> **PASSAGE TO READ**:
Accessor-Derived Functions
The accessor resolver, along with the explicit type definitions, supports several important functions. The resolver forms the interface between code compiled from the schema and the hand-written library; it allows the hand-written part of the library to address, read and write, traverse, and store the configuration–while remaining agnostic to the details of a specific schema.
Field look-up: the protocol library is given an accessor path for a read or a write. Starting with the schema’s root object and type, the libary iteratively resolves the path’s next member index to a new pointer, traversing the structure until the path ends, or an error occurs. (In resolution, errors are not expected outside of protocol misalignment, though programming errors from the host are protected.) The accessor scheme supports lookups that are low-overhead, memory-safe, and reasonably fast. Aside from the accessor path itself, no additional memory (temporary or permanent) is needed to traverse the configuration structure; when the configuration is reconfigured (a list’s length is changed), no recomputing is needed. Memory-safety is enforced at the device-level by checking every path member.
The accessor look-up function, accessor_path
, is straightforward:
void accessor_path(uint8_t *accessor_path, uint8_t accessor_path_len,
enum accessor_type access_type, void **value,
uint8_t *value_size, enum status_code *code)

> **EXCERPTED DATA**:

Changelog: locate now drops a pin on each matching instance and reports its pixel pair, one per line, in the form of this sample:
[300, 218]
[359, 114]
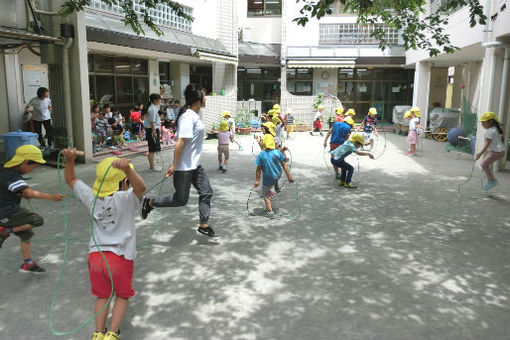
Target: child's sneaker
[4, 234]
[31, 268]
[270, 214]
[350, 186]
[146, 208]
[111, 336]
[208, 232]
[490, 184]
[98, 336]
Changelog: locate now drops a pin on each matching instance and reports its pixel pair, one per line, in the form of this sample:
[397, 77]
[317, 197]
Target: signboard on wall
[34, 76]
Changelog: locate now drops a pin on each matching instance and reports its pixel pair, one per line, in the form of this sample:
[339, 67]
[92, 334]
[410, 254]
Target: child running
[369, 127]
[339, 133]
[339, 154]
[493, 144]
[223, 143]
[270, 162]
[114, 233]
[14, 218]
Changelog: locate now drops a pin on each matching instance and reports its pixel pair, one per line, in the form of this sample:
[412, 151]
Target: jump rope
[67, 240]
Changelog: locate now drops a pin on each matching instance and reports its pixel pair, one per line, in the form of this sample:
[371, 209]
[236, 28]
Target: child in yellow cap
[270, 162]
[114, 233]
[494, 144]
[339, 154]
[14, 218]
[223, 146]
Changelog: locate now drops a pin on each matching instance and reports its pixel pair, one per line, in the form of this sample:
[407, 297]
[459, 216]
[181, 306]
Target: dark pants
[49, 131]
[347, 169]
[182, 185]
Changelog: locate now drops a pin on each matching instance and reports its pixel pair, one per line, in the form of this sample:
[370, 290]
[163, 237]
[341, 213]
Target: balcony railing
[355, 34]
[162, 15]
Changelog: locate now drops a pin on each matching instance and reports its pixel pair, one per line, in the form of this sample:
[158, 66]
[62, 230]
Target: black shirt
[11, 191]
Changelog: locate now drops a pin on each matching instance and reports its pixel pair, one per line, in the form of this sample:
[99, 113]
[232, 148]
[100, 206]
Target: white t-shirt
[114, 220]
[232, 124]
[41, 108]
[190, 127]
[495, 137]
[412, 124]
[153, 116]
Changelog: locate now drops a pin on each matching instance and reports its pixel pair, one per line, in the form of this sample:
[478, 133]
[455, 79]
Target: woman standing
[186, 167]
[42, 115]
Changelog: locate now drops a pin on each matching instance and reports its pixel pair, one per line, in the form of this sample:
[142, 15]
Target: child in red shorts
[114, 234]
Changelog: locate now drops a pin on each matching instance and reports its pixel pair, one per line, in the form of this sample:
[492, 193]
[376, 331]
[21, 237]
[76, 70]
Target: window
[299, 81]
[118, 80]
[264, 7]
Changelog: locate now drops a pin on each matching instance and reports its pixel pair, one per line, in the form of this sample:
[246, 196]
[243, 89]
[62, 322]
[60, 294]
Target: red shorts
[122, 273]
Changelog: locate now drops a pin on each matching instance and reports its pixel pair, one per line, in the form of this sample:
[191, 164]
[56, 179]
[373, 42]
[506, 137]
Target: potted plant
[243, 118]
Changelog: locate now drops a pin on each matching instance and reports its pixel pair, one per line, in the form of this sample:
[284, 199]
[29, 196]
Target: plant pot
[244, 131]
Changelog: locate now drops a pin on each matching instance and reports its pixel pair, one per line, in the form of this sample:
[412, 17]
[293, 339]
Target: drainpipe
[67, 87]
[503, 105]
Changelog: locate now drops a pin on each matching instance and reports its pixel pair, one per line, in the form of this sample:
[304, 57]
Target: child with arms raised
[114, 234]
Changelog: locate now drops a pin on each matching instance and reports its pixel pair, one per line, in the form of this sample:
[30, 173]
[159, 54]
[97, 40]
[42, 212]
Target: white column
[421, 91]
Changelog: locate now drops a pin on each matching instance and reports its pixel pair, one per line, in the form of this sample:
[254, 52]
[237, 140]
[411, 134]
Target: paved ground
[402, 257]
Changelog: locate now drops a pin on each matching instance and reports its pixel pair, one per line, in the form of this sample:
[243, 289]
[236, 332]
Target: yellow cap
[351, 112]
[357, 138]
[349, 121]
[268, 142]
[271, 128]
[224, 126]
[484, 118]
[112, 179]
[25, 153]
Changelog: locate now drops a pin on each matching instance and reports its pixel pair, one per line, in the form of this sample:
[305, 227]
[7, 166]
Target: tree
[130, 16]
[418, 29]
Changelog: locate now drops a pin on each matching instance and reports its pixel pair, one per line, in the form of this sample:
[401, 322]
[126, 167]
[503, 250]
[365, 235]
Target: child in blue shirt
[270, 162]
[344, 150]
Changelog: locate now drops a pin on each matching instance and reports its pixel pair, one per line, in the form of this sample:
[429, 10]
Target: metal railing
[162, 15]
[355, 34]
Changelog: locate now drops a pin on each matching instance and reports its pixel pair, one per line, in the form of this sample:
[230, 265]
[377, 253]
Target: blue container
[14, 140]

> **CHALLENGES**:
1/ In the passage on accessor-derived functions, what is enforced at the device level by checking every path member?
2/ Please repeat word for word the part of the passage on accessor-derived functions that opens with the words containing "Field look-up: the" and closes with "every path member.".
3/ Go on with the passage on accessor-derived functions, starting after its last line.
The lines have nothing to do with the passage on accessor-derived functions.

> **ANSWERS FOR THE TASKS**:
1/ Memory-safety.

2/
Field look-up: the protocol library is given an accessor path for a read or a write. Starting with the schema’s root object and type, the libary iteratively resolves the path’s next member index to a new pointer, traversing the structure until the path ends, or an error occurs. (In resolution, errors are not expected outside of protocol misalignment, though programming errors from the host are protected.) The accessor scheme supports lookups that are low-overhead, memory-safe, and reasonably fast. Aside from the accessor path itself, no additional memory (temporary or permanent) is needed to traverse the configuration structure; when the configuration is reconfigured (a list’s length is changed), no recomputing is needed. Memory-safety is enforced at the device-level by checking every path member.

3/
{
void *finger = ROOT_STRUCT_REF;
uint8_t finger_type = ROOT_STRUCT_IDENT;
for (uint8_t i = 0; i < accessor_path_len; i++) {
accessor(finger, finger_type, accessor_path[i], access_type, &finger, &finger_type, code);
if (*code)
return;
}
*value = finger;
*value_size = ident_sizes[finger_type];
if (!ident_is_primitive(finger_type))
*code = status_code_write_protected;
}
Starting from the root structure, the function scans through the accessor path, resolving each member index to the next pointer and type until the end is reached or there is an error.
Storage: the library implementing storage is oblivious to the schema structure. To traverse the configuration, it incrementally scans across members until the resolver reports an out-of-bounds index. There are two passes for each collection type. In one pass, all primitive fields are written into the store (or read from it) and their sizes added to an offset; in a second pass, all collection sub-fields are recursively explored.
This storage scheme relies on the offset of every field being consistent across all variants of the schema; the library will first load a stored instance by scanning the init instance. This property is guaranteed by the memory layout of instance structures. Variadic structures (such as lists) claim the entire footprint possible across all schema instances. The storage code ignores data fields indicating current use (list length), and always walks and stores the whole footprint (list capacity).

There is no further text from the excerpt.